_Extract provided_:
I needed to share my "real" business plan first, but I don't have Word on this computer! It will not open any of the files that I had on a zip.  I'm writer with no word processor!  Haha. So I am gonna download a free trial. Must have a Microsoft account! OK.  But then it lead me to some kind of executive security questioning and DID NOT have an option to get passed it without certain criteria that I did not have.  Weird.  Ok try something else.  Long story short I downloaded three more options before one worked to open my file. It was a mood killing process...which I really don't need right now.

So it opens my business plan.  I get it onto my blog and once again as in everytime I have tried to post it, only parts of it show up!  I don't get it...its formatted and all is well on my end...its all there when I look...but then it disappears on my live site!  So weird!  I just checked and you have to highlight it to read it.  I do not know how to fix this!

So I cannot figure it out!  And then I just think is that God protecting me from giving away my great ideas?  Or is it the enemy keeping me from being effective?  Or maybe I am overanalyzing things like computer issues being against me.

Its just that when I am feeling good these kind of things do not happen to me and everything goes so smoothly and I just feel blessed, like everything I touch is golden.  Its a weird thing about bipolar, or maybe luck, or maybe perception.  And I don't know if the blessings and curses are ever gonna even out!  Its all one way or the other.  Good versus Evil.  Up or down.  Free spirited diva...or just fukn real screwed up.

I don't know how to explain really how everything can go so good until an epical point...and then everything just gets really hard! I am like fighting for my life lately and a few months ago it was all easy!  I don't want to call this a chemical imbalance, maybe...I believe it is spiritual forces.  Because I just can't buy into the magnitude of how altered my perceptions are, and the difficult things I am going through are only a mental shift? I am having financial issues like never before!  I always made it somehow. Its not just about my brain chemistry...I am pretty sure of it. 

Its aliens lol. And they are attacking me through this crappy technology lol!  Just beam me up already...fuk! Please little green men buy me a laptop worthy of my giftings!  Take me to your leader and I will promise to buy him a truck, when I can't afford shit like toothpaste! Fukn stellar life plan...LOL.

And then the little green man said "I believe in you girl, and I got credit, let's go to Best Buy!"  And then we fly off in the spacecraft laughing and eating Drama popsicles!  They give you good dreams!


I will hit you all up with my Drama Popsicle concepts at a later time.  Peace and "Slow down!"

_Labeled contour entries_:
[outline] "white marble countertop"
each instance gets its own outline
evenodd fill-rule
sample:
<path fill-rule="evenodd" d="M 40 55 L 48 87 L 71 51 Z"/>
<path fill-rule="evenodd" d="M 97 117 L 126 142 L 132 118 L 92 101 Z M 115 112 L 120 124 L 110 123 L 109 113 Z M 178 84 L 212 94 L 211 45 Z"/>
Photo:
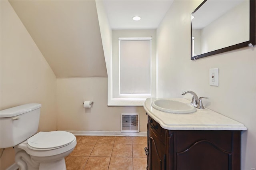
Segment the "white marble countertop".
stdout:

_What to produce_: Please write out everything in the blog post above from "Its aliens lol." down to "stellar life plan...LOL.".

_Response to the exercise_:
Its aliens lol. And they are attacking me through this crappy technology lol!  Just beam me up already...fuk! Please little green men buy me a laptop worthy of my giftings!  Take me to your leader and I will promise to buy him a truck, when I can't afford shit like toothpaste! Fukn stellar life plan...LOL.